Querida sobrina:
Tu abuela se me quejaba la semana pasada–creo que con razón- de que mi última carta era demasiado negra. Cuando la escribí no tuve esa sensación, aunque sí que es cierto que nuestra familia está recorrida por una veta alquitranada de pesimismo que, a veces, puede confundirse con otras cosas (el ser capaz de reirse de las desgracias no quiere decir que uno no las considere un elemento inevitable de la vida).
Así pues, y para compensar, he decidio hoy hablarte de cosas alegres.
Desde que el ser humano empezó a tener conciencia de sí mismo (eso, y no otra cosa, nos diferencia de los animales) se encontró con la necesidad de convertir a sus cachorros en futuros adultos autónomos. Para ello, inventó maneras de transmitir a las crías los conocimientos y las reglas del grupo, así como unas elementales pautas de autoprotección. Así nacieron las nanas y los cuentos, ese tesoro de la humanidad que nos une con lo más profundo de nosotros mismos.

### REGISTROS DADOS
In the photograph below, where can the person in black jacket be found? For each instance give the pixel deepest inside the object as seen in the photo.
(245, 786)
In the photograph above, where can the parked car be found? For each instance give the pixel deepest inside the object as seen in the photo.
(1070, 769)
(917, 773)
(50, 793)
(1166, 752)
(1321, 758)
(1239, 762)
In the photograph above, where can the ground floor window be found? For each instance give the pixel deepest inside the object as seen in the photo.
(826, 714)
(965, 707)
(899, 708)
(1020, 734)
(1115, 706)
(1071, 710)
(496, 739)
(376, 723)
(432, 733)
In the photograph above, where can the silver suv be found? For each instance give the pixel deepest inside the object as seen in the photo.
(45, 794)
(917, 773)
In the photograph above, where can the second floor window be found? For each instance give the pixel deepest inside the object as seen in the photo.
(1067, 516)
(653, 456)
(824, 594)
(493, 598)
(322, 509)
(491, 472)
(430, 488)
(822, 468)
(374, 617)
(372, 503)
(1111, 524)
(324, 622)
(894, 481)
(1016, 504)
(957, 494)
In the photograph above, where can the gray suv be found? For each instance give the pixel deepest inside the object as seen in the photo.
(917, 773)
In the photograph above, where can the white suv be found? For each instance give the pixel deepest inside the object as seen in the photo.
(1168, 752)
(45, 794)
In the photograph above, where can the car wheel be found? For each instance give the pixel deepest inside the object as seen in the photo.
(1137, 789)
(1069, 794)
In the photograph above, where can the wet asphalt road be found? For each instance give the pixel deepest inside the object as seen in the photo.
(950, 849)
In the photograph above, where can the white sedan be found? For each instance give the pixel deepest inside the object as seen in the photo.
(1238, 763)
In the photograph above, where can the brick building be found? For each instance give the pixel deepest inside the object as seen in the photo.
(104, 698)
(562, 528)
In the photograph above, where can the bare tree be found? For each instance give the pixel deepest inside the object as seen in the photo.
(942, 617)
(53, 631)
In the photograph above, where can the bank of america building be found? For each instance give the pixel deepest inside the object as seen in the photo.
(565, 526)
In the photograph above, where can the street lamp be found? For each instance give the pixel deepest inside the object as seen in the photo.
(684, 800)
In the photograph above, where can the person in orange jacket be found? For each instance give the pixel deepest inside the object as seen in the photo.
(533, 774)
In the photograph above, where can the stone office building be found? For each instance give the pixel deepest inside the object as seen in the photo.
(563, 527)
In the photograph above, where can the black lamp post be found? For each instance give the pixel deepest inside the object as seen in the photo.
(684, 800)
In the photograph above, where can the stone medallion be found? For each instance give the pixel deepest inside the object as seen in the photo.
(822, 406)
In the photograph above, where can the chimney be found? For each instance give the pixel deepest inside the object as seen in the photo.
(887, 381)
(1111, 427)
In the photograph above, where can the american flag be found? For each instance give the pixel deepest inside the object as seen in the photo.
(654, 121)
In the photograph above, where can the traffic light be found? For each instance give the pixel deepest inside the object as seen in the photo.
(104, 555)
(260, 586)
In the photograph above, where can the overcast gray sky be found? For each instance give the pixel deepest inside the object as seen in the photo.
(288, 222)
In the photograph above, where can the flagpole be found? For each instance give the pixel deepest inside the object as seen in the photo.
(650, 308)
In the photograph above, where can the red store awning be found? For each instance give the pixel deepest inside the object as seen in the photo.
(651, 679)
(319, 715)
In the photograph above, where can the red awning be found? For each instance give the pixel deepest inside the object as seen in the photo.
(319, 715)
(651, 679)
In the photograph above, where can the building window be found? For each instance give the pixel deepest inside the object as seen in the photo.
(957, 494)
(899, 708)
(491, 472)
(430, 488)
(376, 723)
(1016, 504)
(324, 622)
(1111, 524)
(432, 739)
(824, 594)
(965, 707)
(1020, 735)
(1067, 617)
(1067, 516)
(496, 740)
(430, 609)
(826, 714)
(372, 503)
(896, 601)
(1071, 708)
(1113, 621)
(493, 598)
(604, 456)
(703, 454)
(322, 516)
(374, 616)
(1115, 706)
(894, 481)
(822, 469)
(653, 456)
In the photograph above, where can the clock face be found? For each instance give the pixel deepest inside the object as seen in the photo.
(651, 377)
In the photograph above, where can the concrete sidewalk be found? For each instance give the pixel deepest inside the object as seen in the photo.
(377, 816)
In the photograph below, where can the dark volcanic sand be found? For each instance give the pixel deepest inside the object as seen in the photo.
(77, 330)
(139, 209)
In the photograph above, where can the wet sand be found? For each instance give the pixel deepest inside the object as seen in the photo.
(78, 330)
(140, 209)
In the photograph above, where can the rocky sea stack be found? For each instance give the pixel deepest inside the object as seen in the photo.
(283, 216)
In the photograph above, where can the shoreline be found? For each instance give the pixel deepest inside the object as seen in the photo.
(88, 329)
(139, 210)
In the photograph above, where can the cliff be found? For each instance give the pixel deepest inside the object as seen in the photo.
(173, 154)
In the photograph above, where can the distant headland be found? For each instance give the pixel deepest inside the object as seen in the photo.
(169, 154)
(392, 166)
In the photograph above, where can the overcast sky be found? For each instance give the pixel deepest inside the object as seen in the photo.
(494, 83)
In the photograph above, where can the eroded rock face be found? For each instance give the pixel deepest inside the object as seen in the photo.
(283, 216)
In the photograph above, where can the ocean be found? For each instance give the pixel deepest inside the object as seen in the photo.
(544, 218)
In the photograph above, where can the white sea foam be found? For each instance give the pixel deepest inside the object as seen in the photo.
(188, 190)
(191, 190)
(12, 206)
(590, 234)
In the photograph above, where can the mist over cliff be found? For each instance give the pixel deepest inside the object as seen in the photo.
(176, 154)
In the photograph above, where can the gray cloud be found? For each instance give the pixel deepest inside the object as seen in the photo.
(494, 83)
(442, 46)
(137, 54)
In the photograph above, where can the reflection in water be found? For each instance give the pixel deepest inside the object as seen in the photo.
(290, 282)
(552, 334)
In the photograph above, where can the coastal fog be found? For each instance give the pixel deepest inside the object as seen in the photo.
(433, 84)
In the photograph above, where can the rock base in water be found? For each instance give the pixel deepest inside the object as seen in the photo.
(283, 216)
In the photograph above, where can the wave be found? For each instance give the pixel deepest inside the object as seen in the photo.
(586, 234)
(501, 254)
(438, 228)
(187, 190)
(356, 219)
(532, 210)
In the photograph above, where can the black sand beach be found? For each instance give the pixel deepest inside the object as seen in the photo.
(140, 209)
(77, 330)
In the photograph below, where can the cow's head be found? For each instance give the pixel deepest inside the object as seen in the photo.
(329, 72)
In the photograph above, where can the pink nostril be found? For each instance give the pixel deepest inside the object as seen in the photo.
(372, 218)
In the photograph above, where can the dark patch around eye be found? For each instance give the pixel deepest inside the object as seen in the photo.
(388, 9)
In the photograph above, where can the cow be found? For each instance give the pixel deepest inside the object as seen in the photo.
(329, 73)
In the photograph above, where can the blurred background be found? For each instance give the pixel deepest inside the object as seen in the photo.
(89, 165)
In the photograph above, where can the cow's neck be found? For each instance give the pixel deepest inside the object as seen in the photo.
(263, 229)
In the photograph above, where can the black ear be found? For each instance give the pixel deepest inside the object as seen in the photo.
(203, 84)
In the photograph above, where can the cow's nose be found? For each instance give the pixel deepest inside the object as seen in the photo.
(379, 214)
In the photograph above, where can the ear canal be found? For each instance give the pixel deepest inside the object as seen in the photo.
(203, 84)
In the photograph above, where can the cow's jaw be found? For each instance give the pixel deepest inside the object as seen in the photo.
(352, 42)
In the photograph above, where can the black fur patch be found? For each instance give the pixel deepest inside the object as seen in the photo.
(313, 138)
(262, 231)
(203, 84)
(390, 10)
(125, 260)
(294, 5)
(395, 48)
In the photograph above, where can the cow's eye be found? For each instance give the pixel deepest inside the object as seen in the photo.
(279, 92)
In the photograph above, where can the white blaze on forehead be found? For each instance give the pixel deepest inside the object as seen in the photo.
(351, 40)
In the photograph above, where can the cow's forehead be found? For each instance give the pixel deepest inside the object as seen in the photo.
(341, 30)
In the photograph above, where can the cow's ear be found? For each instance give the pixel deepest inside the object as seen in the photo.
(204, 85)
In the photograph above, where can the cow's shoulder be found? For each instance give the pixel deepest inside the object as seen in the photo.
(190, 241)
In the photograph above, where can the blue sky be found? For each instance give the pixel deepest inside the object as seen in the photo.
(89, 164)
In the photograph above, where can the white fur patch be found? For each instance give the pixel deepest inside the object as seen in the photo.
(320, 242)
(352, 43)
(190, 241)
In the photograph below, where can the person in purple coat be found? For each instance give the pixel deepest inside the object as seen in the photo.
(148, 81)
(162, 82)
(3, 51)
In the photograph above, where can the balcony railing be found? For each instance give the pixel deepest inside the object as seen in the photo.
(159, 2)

### TAREA PROPUESTA
Según la carta a la sobrina, ¿por qué decide quien escribe hablar hoy de cosas alegres? Explícalo en una a tres oraciones.

### RESPUESTA DEL EJERCICIO
Lo decide para compensar. La semana anterior, la abuela de la sobrina se quejó de que la última carta era demasiado negra, y quien escribe cree que con razón.